--- Texto extraído ---

Termino de leer Paisajes de Laverna por segunda vez y se me aparece con insistencia un verso de Suzanne, la famosa canción de Leonard Cohen. En el poema o canción la mujer, Suzanne, le pide a otro que mire entre la basura y las flores, entre algas y desperdicio. Mi memoria había resumido esos pasajes como “Suzanne encuentra el sol en la basura”, lo que distorsiona tal vez los versos originales, pero sintetiza bien lo que para mí llegó a convertirse en una verdad de lenta asimilación.
Paisajes de Laverna es la segunda novela de Carlos Leiton. Tanto en ella como en Casta diva (2021), la primera, nos enfrentamos a textos en que las palabras nos pegan a la cara, es decir, uno lee y antes de reparar en la trama lo que vemos son palabras, palabras como cosas o materiales, palabras masticadas, con residuos de saliva. Esto último no es una imagen gratuita, y es que en Paisajes de Laverna prima la construcción poética por sobre el relato, pesa significativamente más el modo de decir que lo dicho y podría agregar que, como en toda gran literatura, ese modo de decir es exactamente lo dicho, el fondo del asunto. La sensación de residuos en el ensamblaje de palabras me parece que surge de la apuesta de Leiton por una escritura que no fluye de manera habitual, no es una escritura en donde podamos ser llevados de la mano por sucesos sin costuras, por una o varias voces imperceptibles, sino todo lo contrario, la escritura aquí no narra; revela. Sí, como fotografías. Cito el inicio de la novela:
Introduce la hoja entre ladrillos, escarba, aprovecha la humedad para tallar. Busca que el cuchillo se deslice sobre los nombres ya esbozados. Prueba a tantear como ciego sobre una geografía irregular.
Intenta avanzar en lo oscuro. Es necesario explorar las costras de metal sobre el
ladrillo. Se aleja, se devuelve, no sabe.

---

* [Ejercicio propuesto A]:
Transcribe tal cual las líneas de las entradas que van desde su comienzo hasta la línea que contiene "(1069, 339)", ambos extremos incluidos.
El texto sobre Paisajes de Laverna y las entradas no guardan relación entre sí.

--- Datos registrados ---

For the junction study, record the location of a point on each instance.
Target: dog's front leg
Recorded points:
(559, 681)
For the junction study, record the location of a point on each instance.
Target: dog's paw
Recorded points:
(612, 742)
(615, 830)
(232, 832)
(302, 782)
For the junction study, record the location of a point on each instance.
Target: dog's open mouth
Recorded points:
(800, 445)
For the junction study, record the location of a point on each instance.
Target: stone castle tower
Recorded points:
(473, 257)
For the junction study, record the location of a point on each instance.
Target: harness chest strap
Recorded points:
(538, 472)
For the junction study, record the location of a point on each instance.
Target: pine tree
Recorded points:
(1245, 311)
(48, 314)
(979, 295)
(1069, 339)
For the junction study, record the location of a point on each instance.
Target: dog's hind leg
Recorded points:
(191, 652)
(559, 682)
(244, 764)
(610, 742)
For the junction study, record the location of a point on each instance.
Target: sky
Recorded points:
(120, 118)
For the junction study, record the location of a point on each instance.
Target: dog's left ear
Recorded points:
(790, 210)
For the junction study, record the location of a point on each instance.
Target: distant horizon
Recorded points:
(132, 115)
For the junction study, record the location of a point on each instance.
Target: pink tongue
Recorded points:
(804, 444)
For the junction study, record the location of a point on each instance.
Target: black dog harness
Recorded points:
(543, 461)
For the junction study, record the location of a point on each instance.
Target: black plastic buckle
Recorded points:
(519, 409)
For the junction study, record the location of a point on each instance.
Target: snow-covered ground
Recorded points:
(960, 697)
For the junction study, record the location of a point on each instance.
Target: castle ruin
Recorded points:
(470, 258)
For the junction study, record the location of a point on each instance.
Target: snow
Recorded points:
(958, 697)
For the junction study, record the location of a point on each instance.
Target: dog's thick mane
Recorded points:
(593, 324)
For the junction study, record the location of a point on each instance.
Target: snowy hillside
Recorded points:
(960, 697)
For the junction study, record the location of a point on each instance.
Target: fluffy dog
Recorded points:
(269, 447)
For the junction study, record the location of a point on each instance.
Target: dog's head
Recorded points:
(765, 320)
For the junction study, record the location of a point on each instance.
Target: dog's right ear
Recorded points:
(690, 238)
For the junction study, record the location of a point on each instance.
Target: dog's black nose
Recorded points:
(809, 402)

---

* [Ejercicio propuesto B]:
Retoma el texto sobre Paisajes de Laverna a partir del punto en que se interrumpe.

* [Respuesta A]:
For the junction study, record the location of a point on each instance.
Target: dog's front leg
Recorded points:
(559, 681)
For the junction study, record the location of a point on each instance.
Target: dog's paw
Recorded points:
(612, 742)
(615, 830)
(232, 832)
(302, 782)
For the junction study, record the location of a point on each instance.
Target: dog's open mouth
Recorded points:
(800, 445)
For the junction study, record the location of a point on each instance.
Target: stone castle tower
Recorded points:
(473, 257)
For the junction study, record the location of a point on each instance.
Target: harness chest strap
Recorded points:
(538, 472)
For the junction study, record the location of a point on each instance.
Target: pine tree
Recorded points:
(1245, 311)
(48, 314)
(979, 295)
(1069, 339)

* [Respuesta B]:
Es un avanzar a tientas, una constante irrupción del lenguaje, que se expande y retrae, oscurece y bifurca, tal cual los personajes de la novela, quienes escarban entre ladrillos cegados por la realidad y prefieren avanzar sin saber, descubriendo en cada paso un propósito nuevo, perdiendo o ganando batallas, siempre demasiado pequeñas, excéntricas a la vez que radicalmente creativas.
Cito:
(…) En la pieza reposan algunas mugres apoyadas en una tabla que no le interesan a nadie, timbres estropeados y en desuso, pinches, colets, autos de juguete, trozos de vidrio de distintos colores, piedras calcáreas que se endurecieron y semejan rocas, fósiles sin comprobar, propuestos por mí (…)
Los personajes son Víctor, un hombre joven que vende fotos a la salida del metro; y Ada, una chica con discapacidad que pasa la mayor parte del tiempo encerrada en la habitación que le ofrecen sus tías y abuela. Ambos tienen alrededor de 20 años y se encuentran en un momento vital en donde el hogar, el espacio privado, de antemano precario, comienza a tornarse aún más inestable, ya sea por una disposición interna (en el caso de Ada), como por condiciones ajenas a su voluntad (en el caso de Víctor, quien debe entregar el lugar que le había proporcionado su familia a nuevos arrendatarios). En este sentido, los protagonistas se ven forzados a realizar un recorrido desde lo privado y lo interno hacia el espacio público, el exterior, el barrio y la calle. Es en la calle, por cierto, donde se reúnen sin conocerse siquiera. Ada se ha deshecho de sus diarios y Víctor, quien ha llegado a Buín simulando un viaje, se encuentra con ellos en la basura y los recoge. Como si fuera una botella lanzada al mar con un mensaje, Víctor lee esos diarios y deja en su lugar sus propias anotaciones y creaciones visuales. En un intercambio anónimo, Ada y Víctor construyen una historia que es la suya, pero también aportan materiales a la construcción que cada uno hace de la ciudad y de la realidad externa, lo que se va convirtiendo en el libro que nosotros finalmente leemos.
Es así que Víctor y Ada son los personajes de esta novela, pero también los creadores de la misma. Constructores, recolectores y ladrones de mugres, atentos a lo mínimo, trazando recorridos y diálogos particulares, que no responden a lo que socialmente se espera de ellos, personajes al borde de la indigencia que poseen sentido estético, erotismo, sensibilidad y pensamiento propio. Y si están a la deriva no es precisamente por falta de capacidades, sino porque en su búsqueda y experimentación de la realidad prefieren el merodeo al camino trazado, la divagación a las afirmaciones severas. Las voces de esta novela corresponden a sujetos que materialmente no tienen nada que tenga valor (socialmente al menos), no tienen dinero y parecen no buscarlo, más allá del necesario para comer y cobijarse.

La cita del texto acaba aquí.